# Provided text
Indeed, after successfully developing the software, we encountered resistance from hospital IT departments. Initially, Logipren was provided free of charge as part of a research initiative, and we convinced some hospitals to adopt it. Later, they started paying for the service. Today, they require software to integrate ours, and nearly all French hospitals have implemented Logipren.
Do you have plans to expand internationally?
In France, we’ve made significant inroads, with a presence in almost 75-80% of hospitals. This percentage continues to fluctuate as we secure new contracts. We’ve virtually covered the entire landscape. Recently, we extended our services to encompass general paediatrics units, marking the initial stages of this expansion with 82 units, including two in Spain. Our future plans include venturing into the German market.
In terms of cost, what does a Logipren subscription represent?
With Logipren, you effectively minimize medication errors, encompassing both prescription and preparation, providing significant time savings for doctors. We’ve quantified this as the equivalent of having a full-time physician at your disposal for an entire year. Our subscription cost is roughly a third of the total, with the specific amount contingent on the size of the hospital unit.
There’s a crucial question regarding data protection. How do you secure your data?
It’s important to note that the data from our research software is anonymized. It’s stored with a certified health data host, which offers high security. These hosts are specialized, holding particular accreditations, making them highly resistant to potential breaches.
Who are your mentors?

# Record extracts
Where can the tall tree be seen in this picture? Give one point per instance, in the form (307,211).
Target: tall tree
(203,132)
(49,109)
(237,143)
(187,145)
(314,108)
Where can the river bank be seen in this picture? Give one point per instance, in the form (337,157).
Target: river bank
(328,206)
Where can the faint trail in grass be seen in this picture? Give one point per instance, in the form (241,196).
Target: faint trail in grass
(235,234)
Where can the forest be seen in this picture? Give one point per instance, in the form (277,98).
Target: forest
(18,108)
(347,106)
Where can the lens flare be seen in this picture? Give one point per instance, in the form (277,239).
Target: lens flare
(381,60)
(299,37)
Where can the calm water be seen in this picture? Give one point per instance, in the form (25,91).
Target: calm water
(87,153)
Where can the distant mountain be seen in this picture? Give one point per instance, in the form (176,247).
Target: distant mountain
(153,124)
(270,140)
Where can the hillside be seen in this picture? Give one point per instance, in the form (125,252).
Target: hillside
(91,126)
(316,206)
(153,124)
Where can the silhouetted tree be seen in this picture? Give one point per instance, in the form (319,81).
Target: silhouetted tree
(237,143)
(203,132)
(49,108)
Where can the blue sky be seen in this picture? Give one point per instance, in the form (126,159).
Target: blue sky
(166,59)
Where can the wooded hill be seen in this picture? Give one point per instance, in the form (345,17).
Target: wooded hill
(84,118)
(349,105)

# Task description
Reproduce the part of the Logipren text word for word, beginning at the words "In terms of" and stopping after "to potential breaches.".

# Result for this exercise
In terms of cost, what does a Logipren subscription represent?
With Logipren, you effectively minimize medication errors, encompassing both prescription and preparation, providing significant time savings for doctors. We’ve quantified this as the equivalent of having a full-time physician at your disposal for an entire year. Our subscription cost is roughly a third of the total, with the specific amount contingent on the size of the hospital unit.
There’s a crucial question regarding data protection. How do you secure your data?
It’s important to note that the data from our research software is anonymized. It’s stored with a certified health data host, which offers high security. These hosts are specialized, holding particular accreditations, making them highly resistant to potential breaches.